▶ [SOURCE DOCUMENT]
=== Begin Enclosure ===
The Future Combat System has come to be regarded by some experts as the biggest mis-step made by the Army’s acquisition community in modern times. InsideDefense.com reported on June 15 that once termination fees on the canceled family of networked vehicles are paid to prime-contractor Boeing, the total program cost will have risen to $19.9 billion. That’s a lot of money to spend on a program that never fielded a single usable weapon. Secretary of Defense Robert Gates terminated the former centerpiece of Army modernization in 2009, stating that it wasn’t capable of coping with emerging threats such as improvised explosive devices.
I can certainly understand why he came to that conclusion. I well remember a glowing pitch for the lightweight vehicles made to me and a gaggle of other pundits by a senior Army officer a decade ago, in which he paused and then observed, “Of course, the problem with this approach is that if you’re hit, you die.” The uncomfortable silence that followed spoke volumes about the conceptual underpinnings of the program. Counter-insurgency campaigns in Afghanistan and Iraq soon demonstrated that current networking technology isn’t always capable of delivering the kind of situational awareness needed to avoid being hit. The Gates decision to kill the program simply ratified what operational experience already reflected.
=== End Enclosure ===
▶ [DATA BELOW]
=== Begin Enclosure ===
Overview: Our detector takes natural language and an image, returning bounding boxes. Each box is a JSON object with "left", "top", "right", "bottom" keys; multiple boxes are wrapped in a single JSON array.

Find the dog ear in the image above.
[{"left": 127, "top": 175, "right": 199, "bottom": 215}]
=== End Enclosure ===
▶ [WORK TASK] Could you continue the piece on the Army's canceled Future Combat System from where it stops?

▶ [ANSWER SPACE]
However, it would be a mistake to conclude that the Future Combat System was a complete waste of money. Army leaders learned a great deal from the multiyear effort to develop and integrate all the relevant technologies. Here are a few examples of insights gleaned from FCS:
1. The modular Brigade Combat Team evolved from the FCS “unit of action.” Small-unit operations and dismounted communications are among the ideas that received detailed treatment in the FCS concept of operations.
2. The Army’s current progress toward Mission Command similarly traces its origins to the FCS concept of operations. The use of mobile, ad hoc networks and porting into software-defined radios was first systematically explored in FCS development.
3. The use of robots to ease warfighter workloads and enhance soldier safety was a central feature of FCS. Army research on robotics has continued in the years since FCS was canceled, leveraging off the insights generated by the program to yield novel capabilities.
4. The security of tactical communications was likewise an important focus of FCS, given its reliance on a wireless battlefield network. FCS produced useful insights into how to provide multi-level secure communications across multiple domains under trying circumstances.
5. The complexity of the FCS architecture required the Army to greatly enhance its understanding of system-of-systems engineering. The program thus provided a foundation for developing follow-on technologies far more advanced than anything the service had previously pursued.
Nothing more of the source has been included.